Exercise: List the administration members named for the committee in the excerpt on the MU committee on protests and free speech.

In January of 2016, Mr. Foley, who had seen his predecessor take heat for inadequate consultation with faculty on such matters as governance of the medical school and graduate-student tuition waivers, and I, as chair of the MU Faculty Council, appointed the Ad Hoc Joint Committee on Protests, Public Spaces, Free Speech, and the Press. The faculty contingent included two free-speech experts, one from the law school and one from journalism. Administration members included the vice chancellor for student affairs, the police chief, and the vice chancellor for inclusion, diversity, and equity. We also appointed two student members and invited someone from the general counsel’s office to attend as an adviser.
Despite the committee’s broad representation, there were immediate complaints. One journalism student noted the lack of any students from his school on the committee roster. Others wondered whether the six faculty appointees had too little — or perhaps too much — connection to recent protests. Rather than attempting to please everyone by adding more and more committee members, we reassured everyone that the committee’s report would be purely advisory.
It would not enact regulations but would instead make recommendations to the chancellor and the Faculty Council, who would then work together to craft a final version. We also promised to publish the committee’s suggestions and to hold public forums, as well as smaller meetings with student groups especially interested in the committee’s work. These procedural promises built trust that the substance would eventually prove acceptable to a wide cross-section of the university community.
Further trust accrued in March 2016 when the committee recommended a statement reaffirming the university’s "commitment to free expression" that was modeled on a similar statement released by the University of Chicago and adopted elsewhere. The Faculty Council and the chancellor endorsed it.

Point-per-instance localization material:
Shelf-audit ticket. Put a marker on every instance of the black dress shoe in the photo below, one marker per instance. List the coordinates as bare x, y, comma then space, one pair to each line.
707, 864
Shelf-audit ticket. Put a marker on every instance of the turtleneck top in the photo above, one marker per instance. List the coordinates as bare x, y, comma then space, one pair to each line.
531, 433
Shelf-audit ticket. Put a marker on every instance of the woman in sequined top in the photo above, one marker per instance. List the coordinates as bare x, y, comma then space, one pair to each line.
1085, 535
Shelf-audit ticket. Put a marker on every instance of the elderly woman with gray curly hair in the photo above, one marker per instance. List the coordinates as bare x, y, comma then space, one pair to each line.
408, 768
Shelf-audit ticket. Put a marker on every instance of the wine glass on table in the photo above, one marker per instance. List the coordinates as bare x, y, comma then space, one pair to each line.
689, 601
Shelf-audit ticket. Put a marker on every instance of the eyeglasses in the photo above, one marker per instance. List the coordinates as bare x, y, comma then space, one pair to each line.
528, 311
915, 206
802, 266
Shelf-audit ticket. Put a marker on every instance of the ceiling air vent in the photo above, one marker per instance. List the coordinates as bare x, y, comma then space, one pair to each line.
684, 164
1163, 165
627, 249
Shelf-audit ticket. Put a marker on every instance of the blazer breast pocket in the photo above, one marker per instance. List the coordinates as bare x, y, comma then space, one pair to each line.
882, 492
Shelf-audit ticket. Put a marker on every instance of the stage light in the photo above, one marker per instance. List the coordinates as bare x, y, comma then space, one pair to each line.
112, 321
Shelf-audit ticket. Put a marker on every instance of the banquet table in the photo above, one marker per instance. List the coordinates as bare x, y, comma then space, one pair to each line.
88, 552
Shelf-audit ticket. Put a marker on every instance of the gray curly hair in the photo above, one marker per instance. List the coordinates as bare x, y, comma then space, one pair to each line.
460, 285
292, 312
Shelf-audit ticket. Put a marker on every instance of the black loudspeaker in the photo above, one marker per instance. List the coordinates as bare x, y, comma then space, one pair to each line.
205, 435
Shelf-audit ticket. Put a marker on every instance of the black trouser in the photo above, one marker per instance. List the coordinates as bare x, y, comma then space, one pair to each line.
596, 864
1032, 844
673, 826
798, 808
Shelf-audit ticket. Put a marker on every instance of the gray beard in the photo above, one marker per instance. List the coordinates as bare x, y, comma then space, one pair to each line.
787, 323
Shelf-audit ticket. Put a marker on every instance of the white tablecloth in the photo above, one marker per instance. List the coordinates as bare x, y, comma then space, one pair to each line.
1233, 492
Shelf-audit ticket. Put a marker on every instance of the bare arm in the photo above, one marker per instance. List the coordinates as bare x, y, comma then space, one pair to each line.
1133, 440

Solved exercise: The administration members were the vice chancellor for student affairs, the police chief, and the vice chancellor for inclusion, diversity, and equity.